* _TASK STATEMENT_
All of the data needs to be printed again, exactly as written.

* _DATA LISTING_
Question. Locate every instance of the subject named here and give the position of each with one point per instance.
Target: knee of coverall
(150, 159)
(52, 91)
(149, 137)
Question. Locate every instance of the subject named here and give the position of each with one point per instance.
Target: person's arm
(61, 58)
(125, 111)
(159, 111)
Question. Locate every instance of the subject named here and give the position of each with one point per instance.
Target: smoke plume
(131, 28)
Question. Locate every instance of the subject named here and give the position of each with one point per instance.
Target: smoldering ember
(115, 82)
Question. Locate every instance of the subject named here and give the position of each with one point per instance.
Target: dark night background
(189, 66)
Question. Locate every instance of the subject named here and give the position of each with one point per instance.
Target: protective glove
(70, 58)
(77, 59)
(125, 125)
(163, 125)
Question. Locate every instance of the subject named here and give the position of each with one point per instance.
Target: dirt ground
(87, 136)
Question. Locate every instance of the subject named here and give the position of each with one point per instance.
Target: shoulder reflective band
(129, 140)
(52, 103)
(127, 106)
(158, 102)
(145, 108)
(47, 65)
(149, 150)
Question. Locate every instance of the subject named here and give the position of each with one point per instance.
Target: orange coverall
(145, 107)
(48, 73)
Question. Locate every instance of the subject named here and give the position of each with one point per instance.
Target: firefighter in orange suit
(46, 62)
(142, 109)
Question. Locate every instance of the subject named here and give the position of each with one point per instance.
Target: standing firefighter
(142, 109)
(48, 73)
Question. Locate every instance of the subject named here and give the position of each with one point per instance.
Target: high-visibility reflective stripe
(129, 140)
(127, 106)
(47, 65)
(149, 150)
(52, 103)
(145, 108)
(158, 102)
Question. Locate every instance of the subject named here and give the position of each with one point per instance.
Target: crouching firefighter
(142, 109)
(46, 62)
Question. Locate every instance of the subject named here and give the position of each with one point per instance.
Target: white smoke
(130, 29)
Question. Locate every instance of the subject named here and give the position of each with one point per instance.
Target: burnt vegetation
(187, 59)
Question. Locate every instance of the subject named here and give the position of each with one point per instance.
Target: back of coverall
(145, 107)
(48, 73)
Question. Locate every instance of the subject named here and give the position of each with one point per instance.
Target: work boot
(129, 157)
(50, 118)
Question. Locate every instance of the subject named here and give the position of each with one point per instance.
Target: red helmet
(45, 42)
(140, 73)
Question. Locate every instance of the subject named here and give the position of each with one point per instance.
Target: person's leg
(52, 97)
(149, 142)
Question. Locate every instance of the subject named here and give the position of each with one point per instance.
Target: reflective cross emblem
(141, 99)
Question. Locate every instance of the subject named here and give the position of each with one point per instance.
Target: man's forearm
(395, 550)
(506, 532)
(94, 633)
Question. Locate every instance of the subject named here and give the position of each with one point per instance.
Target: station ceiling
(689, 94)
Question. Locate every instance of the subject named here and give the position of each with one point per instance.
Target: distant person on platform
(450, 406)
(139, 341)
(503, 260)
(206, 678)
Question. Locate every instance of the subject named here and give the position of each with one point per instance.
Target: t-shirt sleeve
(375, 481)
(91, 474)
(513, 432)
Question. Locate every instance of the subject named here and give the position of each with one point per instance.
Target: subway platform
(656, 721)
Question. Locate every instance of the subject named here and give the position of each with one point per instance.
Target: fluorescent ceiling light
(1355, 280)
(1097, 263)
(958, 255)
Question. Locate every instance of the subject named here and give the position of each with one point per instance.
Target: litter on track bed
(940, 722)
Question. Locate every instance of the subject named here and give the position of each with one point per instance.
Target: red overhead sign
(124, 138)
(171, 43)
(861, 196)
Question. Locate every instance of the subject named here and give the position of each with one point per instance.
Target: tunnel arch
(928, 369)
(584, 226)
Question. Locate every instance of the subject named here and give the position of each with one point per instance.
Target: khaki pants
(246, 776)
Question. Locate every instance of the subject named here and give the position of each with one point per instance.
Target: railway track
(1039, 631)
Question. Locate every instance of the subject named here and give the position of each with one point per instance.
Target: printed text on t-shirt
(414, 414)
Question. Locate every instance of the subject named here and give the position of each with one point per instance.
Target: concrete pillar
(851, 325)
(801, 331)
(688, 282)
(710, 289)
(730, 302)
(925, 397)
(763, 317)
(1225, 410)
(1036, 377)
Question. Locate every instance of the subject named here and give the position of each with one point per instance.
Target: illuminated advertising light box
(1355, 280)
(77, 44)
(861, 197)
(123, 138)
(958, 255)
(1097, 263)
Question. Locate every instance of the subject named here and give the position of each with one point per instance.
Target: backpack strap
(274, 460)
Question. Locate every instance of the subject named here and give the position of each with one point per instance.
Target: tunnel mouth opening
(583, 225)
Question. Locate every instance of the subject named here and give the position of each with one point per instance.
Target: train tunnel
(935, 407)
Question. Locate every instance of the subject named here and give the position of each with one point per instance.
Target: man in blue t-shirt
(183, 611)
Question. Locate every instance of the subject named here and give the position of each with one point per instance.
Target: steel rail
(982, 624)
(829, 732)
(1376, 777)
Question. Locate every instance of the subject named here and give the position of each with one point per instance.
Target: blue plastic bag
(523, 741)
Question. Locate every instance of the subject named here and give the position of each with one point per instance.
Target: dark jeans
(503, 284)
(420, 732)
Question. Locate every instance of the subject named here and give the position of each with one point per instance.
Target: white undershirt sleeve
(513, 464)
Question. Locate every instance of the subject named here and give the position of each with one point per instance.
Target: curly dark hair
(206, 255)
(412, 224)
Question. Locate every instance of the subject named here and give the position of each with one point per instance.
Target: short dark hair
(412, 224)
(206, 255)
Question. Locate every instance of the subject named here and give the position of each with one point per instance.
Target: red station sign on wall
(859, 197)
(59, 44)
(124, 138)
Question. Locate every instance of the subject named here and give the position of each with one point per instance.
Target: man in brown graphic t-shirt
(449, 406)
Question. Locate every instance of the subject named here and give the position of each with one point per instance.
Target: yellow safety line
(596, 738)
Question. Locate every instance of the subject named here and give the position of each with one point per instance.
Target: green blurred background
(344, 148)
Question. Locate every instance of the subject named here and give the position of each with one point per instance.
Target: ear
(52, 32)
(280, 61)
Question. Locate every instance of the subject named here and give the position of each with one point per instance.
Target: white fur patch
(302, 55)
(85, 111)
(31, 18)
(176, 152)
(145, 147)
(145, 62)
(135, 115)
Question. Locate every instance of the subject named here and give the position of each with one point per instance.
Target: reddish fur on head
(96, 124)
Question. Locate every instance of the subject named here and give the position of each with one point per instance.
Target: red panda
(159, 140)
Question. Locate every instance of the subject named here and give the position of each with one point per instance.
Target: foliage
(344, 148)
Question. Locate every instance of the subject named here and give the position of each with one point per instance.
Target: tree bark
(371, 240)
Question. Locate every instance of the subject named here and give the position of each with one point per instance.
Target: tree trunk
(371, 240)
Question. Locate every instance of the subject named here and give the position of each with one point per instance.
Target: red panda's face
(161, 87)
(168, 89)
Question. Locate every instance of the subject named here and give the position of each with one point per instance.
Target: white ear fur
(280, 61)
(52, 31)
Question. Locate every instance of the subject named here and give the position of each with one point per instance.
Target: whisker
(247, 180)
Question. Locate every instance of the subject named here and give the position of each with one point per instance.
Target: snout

* _SOLVED EXERCISE_
Question. Locate every instance of the subject named here and give the position of each with one point per instance.
Target: knee of coverall
(150, 159)
(52, 91)
(149, 137)
Question. Locate every instance of the subject named here and give the position of each with one point per instance.
Target: person's arm
(61, 58)
(125, 111)
(159, 111)
Question. Locate every instance of the subject named here and give the position of each with one point per instance.
Target: smoke plume
(131, 28)
Question. Locate every instance of the subject named here and give the position of each with one point per instance.
Target: smoldering ember
(115, 82)
Question. Locate every instance of the subject named here and give the position of each with one point per instance.
Target: dark night background
(189, 66)
Question. Locate every instance of the subject named here and give the position of each with one point per instance.
Target: protective glove
(70, 58)
(77, 59)
(125, 125)
(163, 125)
Question. Locate every instance of the subject named here and give the position of each with one point per instance.
Target: dirt ground
(87, 136)
Question. Locate every instance of the subject named here and give the position of each with one point per instance.
Target: shoulder reflective band
(129, 140)
(52, 103)
(127, 106)
(158, 102)
(145, 108)
(47, 65)
(149, 150)
Question. Locate every instance of the subject named here and give the position of each with one point per instance.
Target: orange coverall
(145, 107)
(48, 73)
Question. Locate every instance of the subject named here and give the position of each with one point per instance.
Target: firefighter in orange suit
(46, 62)
(142, 109)
Question. Locate every instance of the subject named here and give the position of each with one point per instance.
Target: standing firefighter
(142, 109)
(48, 73)
Question. Locate every instance of the subject named here and give the position of each with one point per instance.
Target: high-visibility reflective stripe
(129, 140)
(127, 106)
(47, 65)
(149, 150)
(52, 103)
(145, 108)
(158, 102)
Question. Locate every instance of the subject named here and give the position of each with one point per instance.
Target: crouching firefighter
(142, 109)
(46, 62)
Question. Locate every instance of the subject named here and give the position of each with one point per instance.
Target: white smoke
(130, 29)
Question. Locate every instance of the subject named here and give the position of each with one point per instance.
Target: burnt vegetation
(187, 59)
Question. Locate every instance of the subject named here and give the position of each with one point per instance.
Target: back of coverall
(145, 107)
(48, 73)
Question. Locate every instance of the subject named here and give the position of each with one point per instance.
Target: work boot
(129, 157)
(50, 118)
Question. Locate every instance of the subject named here and give the position of each with one point per instance.
Target: red helmet
(45, 42)
(140, 73)
Question. Locate every instance of the subject named here and give the position of each with one point per instance.
Target: person's leg
(52, 97)
(149, 142)
Question. Locate every instance of the subject named here and give the position of each with one point per instance.
Target: reflective cross emblem
(141, 99)
Question. Locate every instance of the subject named here and give the position of each with one point per instance.
Target: man's forearm
(395, 550)
(506, 532)
(94, 633)
Question. Locate every instance of the subject named here and give the position of each with one point per instance.
Target: station ceiling
(689, 94)
Question. Locate every instance of the subject named here and give the position of each with one point per instance.
Target: distant person on platform
(450, 406)
(139, 341)
(503, 260)
(206, 678)
Question. Locate every instance of the subject named here and give the position of each with one point per instance.
Target: t-shirt sleeve
(375, 481)
(91, 474)
(513, 432)
Question. Locate every instance of the subject named here and give the position of each with one point per instance.
Target: subway platform
(656, 721)
Question. Locate every instance of the subject named here and give the position of each with one point per instance.
Target: fluorescent ceiling light
(1355, 280)
(1097, 263)
(958, 255)
Question. Locate every instance of the subject named here and give the position of each with one point per instance.
Target: litter on track bed
(940, 722)
Question. Locate every instance of the subject named here and give the position of each with one point per instance.
Target: red overhead sign
(124, 138)
(171, 43)
(861, 196)
Question. Locate every instance of the subject named here and give the position of each with one point per instance.
Target: tunnel arch
(928, 369)
(584, 226)
Question. Locate every instance of the subject named here and give the position of each with one point per instance.
Target: khaki pants
(246, 776)
Question. Locate every instance of the subject named here and give the position of each with one point per instance.
Target: railway track
(1039, 631)
Question. Locate every instance of the subject named here and give the position of each with one point per instance.
Target: printed text on t-shirt
(414, 414)
Question. Locate every instance of the subject named here and give the position of each with one point per instance.
Target: concrete pillar
(851, 325)
(801, 331)
(688, 282)
(710, 289)
(730, 302)
(925, 397)
(763, 317)
(1225, 410)
(1036, 377)
Question. Locate every instance of the subject named here and give the position of each with one point per instance.
Target: illuminated advertising light box
(1355, 280)
(77, 44)
(861, 197)
(123, 138)
(958, 255)
(1097, 263)
Question. Locate every instance of the subject named here and give the position of each with one point per instance.
Target: backpack strap
(274, 460)
Question. Locate every instance of the subject named here and give the position of each with one point per instance.
Target: tunnel mouth opening
(583, 225)
Question. Locate every instance of the subject named here and give the position of each with one point per instance.
Target: train tunnel
(935, 407)
Question. Locate every instance of the subject named here and give the position of each with one point per instance.
Target: man in blue t-shirt
(183, 611)
Question. Locate every instance of the subject named here and give the position of each with one point per instance.
Target: steel rail
(982, 624)
(829, 732)
(1376, 777)
Question. Locate every instance of the subject named here and give the position of each with one point per instance.
Target: blue plastic bag
(523, 741)
Question. Locate every instance of the subject named here and give the position of each with one point per instance.
Target: dark jeans
(503, 284)
(420, 732)
Question. Locate every instance of the subject named here and give the position of each with one point per instance.
Target: white undershirt sleeve
(513, 464)
Question. Locate every instance of the subject named here and give the position of each with one point per instance.
Target: curly dark hair
(206, 255)
(412, 224)
Question. Locate every instance of the subject named here and give the position of each with one point per instance.
Target: short dark hair
(412, 224)
(206, 255)
Question. Locate every instance of the subject named here and give the position of each with one point per instance.
Target: red station sign on wall
(859, 197)
(59, 44)
(124, 138)
Question. Locate every instance of the subject named here and give the position of each with one point per instance.
Target: man in brown graphic t-shirt
(449, 406)
Question. Locate every instance of the subject named here and give the position of each with one point per instance.
Target: yellow safety line
(596, 738)
Question. Locate every instance of the subject named here and give the position of each with one point per instance.
Target: green blurred background
(344, 148)
Question. Locate every instance of the subject named here and give the position of each with one point per instance.
Target: ear
(52, 32)
(280, 61)
Question. Locate every instance of the subject named here and give the position of each with one point per instance.
Target: white fur patch
(302, 55)
(85, 111)
(31, 18)
(176, 152)
(145, 147)
(145, 62)
(135, 115)
Question. Locate every instance of the subject named here and give the position of each with one point per instance.
Target: reddish fur on head
(96, 124)
Question. Locate every instance of the subject named here and give the position of each with one point per instance.
Target: red panda
(159, 140)
Question. Locate every instance of the subject named here and give the position of each with one point per instance.
Target: foliage
(344, 148)
Question. Locate every instance of the subject named here and give the position of each with one point per instance.
Target: tree bark
(371, 240)
Question. Locate every instance of the subject named here and give the position of each with one point per instance.
Target: tree trunk
(371, 240)
Question. Locate every instance of the subject named here and give the position of each with one point per instance.
Target: red panda's face
(161, 87)
(168, 89)
Question. Locate every instance of the subject named here and give the position of each with one point per instance.
Target: white ear fur
(280, 61)
(52, 31)
Question. Locate every instance of the subject named here and give the position of each with one point per instance.
Target: whisker
(247, 180)
Question. Locate every instance of the subject named here and give the position of each with one point per instance.
Target: snout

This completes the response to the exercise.